Task requirements.
Type out the data again, word for word and in full.
Provided information START
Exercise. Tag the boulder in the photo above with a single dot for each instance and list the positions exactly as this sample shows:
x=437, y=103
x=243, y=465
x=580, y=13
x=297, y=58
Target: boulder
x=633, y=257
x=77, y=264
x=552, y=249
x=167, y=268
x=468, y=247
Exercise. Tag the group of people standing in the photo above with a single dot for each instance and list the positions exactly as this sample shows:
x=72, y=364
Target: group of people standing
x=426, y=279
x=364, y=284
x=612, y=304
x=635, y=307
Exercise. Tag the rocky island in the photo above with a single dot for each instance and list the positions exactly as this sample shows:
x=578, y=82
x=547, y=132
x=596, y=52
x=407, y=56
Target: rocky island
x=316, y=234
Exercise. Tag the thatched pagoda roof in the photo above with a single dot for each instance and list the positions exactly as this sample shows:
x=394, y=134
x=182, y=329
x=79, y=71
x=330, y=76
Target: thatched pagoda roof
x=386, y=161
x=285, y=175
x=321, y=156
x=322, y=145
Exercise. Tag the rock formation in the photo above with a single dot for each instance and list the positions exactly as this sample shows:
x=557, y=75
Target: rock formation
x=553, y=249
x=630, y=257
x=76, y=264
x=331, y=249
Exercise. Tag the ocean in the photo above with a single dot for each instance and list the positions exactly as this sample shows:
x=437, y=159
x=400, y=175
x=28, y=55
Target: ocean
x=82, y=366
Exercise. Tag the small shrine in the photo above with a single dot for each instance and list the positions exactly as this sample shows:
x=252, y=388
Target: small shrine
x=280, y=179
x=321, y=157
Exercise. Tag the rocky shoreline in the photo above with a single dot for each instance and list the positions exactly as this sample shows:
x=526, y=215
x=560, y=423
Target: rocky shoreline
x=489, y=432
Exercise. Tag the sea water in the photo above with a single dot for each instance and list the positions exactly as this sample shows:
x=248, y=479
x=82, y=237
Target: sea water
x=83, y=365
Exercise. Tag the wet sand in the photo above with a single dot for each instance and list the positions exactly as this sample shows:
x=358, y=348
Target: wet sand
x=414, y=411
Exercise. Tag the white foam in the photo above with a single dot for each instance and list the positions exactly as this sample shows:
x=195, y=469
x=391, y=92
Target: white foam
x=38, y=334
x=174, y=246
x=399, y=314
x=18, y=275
Provided information END
The answer.
Exercise. Tag the boulder in the photo above with a single dot for each instance and list the positions exactly as this sample shows:
x=437, y=103
x=243, y=465
x=580, y=13
x=297, y=58
Target: boulder
x=633, y=257
x=77, y=264
x=552, y=249
x=167, y=268
x=468, y=247
Exercise. Tag the group of people standing in the photo above with a single dot for each instance and list the positions exactly as this sample shows:
x=72, y=364
Target: group of people standing
x=426, y=279
x=364, y=284
x=612, y=304
x=635, y=307
Exercise. Tag the rocky island in the photo above with a single dot for each instance and list the positions exactly as this sample shows:
x=578, y=82
x=547, y=132
x=596, y=52
x=407, y=56
Target: rocky island
x=316, y=234
Exercise. Tag the thatched pagoda roof in the photo above with a single dot for each instance and list the positions exactly as this sample shows:
x=394, y=134
x=182, y=329
x=79, y=71
x=330, y=76
Target: thatched pagoda roof
x=386, y=161
x=285, y=175
x=321, y=156
x=322, y=145
Exercise. Tag the rock formation in the photo above with a single dot for each instance and list the positions exactly as this sample shows:
x=557, y=75
Target: rock formation
x=553, y=249
x=630, y=257
x=76, y=264
x=331, y=249
Exercise. Tag the ocean in the photo above with a single dot for each instance and list the positions exactly as this sample shows:
x=437, y=159
x=400, y=175
x=28, y=55
Target: ocean
x=82, y=366
Exercise. Tag the small shrine in the photo above with a single dot for each instance and list the positions exactly as this sample shows:
x=252, y=388
Target: small shrine
x=280, y=179
x=321, y=157
Exercise. Tag the rocky shoreline in the photo above with a single dot for each instance and list the positions exactly as this sample shows:
x=526, y=215
x=560, y=423
Target: rocky shoreline
x=489, y=432
Exercise. Tag the sea water in the photo above with a single dot for each instance and list the positions exactly as this sample shows:
x=248, y=479
x=82, y=237
Target: sea water
x=83, y=365
Exercise. Tag the wet sand in the photo above with a single dot for each instance and list the positions exactly as this sample shows:
x=358, y=348
Target: wet sand
x=414, y=411
Exercise. Tag the white foam in the photo above with a single dot for each instance and list the positions exactly as this sample shows:
x=195, y=469
x=391, y=92
Target: white foam
x=38, y=334
x=174, y=246
x=399, y=314
x=18, y=275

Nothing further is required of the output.